# [Instructions for the task]
Using the persistence guide below, explain in one to three sentences why batched mode may lose the last batch in a crash.

# [Given text]

Persistence Guide

InputLayer provides durable storage with crash recovery, using a combination of Write-Ahead Logging (WAL) and Parquet batch files.

Architecture Overview

Insert/Delete
    ↓
Update{data, time, diff}
    ↓
WAL (immediate durability)
    ↓
In-memory buffer
    ↓ (when buffer full)
Batch file (Parquet)

Recovery Flow

On startup, InputLayer:

  1. Loads shard metadata from disk
  2. Reads batch files (Parquet)
  3. Replays WAL (uncommitted updates)
  4. Consolidates to get current state

Directory Structure

data/
├── persist/
│   ├── shards/           # Shard metadata (JSON)
│   │   ├── default_edge.json
│   │   └── default_node.json
│   ├── batches/          # Data files (Parquet)
│   │   ├── 1.parquet
│   │   └── 2.parquet
│   └── wal/              # Write-ahead log
│       └── current.wal

Durability Modes

InputLayer offers three durability modes, configurable via config.toml:

Immediate Mode (Default)

Every write syncs to disk before returning:

[storage.persist]
durability_mode = "immediate"
PropertyValue
Write LatencyHighest
Crash SafetyFull (zero data loss)
Use CaseFinancial data, critical records

Batched Mode

Writes buffer in memory with periodic sync:

[storage.persist]
durability_mode = "batched"
buffer_size = 10000
PropertyValue
Write LatencyMedium
Crash SafetyPartial (may lose last batch)
Use CaseMost production workloads

Async Mode

Writes return immediately; background persistence:

[storage.persist]
durability_mode = "async"
PropertyValue
Write LatencyLowest
Crash SafetyMinimal (may lose recent updates)
Use CaseAnalytics pipelines, high-throughput ingestion

Write-Ahead Log (WAL)

The WAL provides O(1) append-only persistence with immediate durability.

# [Given data]
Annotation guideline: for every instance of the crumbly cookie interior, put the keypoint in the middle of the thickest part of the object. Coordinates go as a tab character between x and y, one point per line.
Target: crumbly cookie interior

# [Output for this task]
In batched mode, writes are held in an in-memory buffer and synced to disk only periodically. Writes still in that buffer when a crash happens have not reached disk, so the last batch may be lost.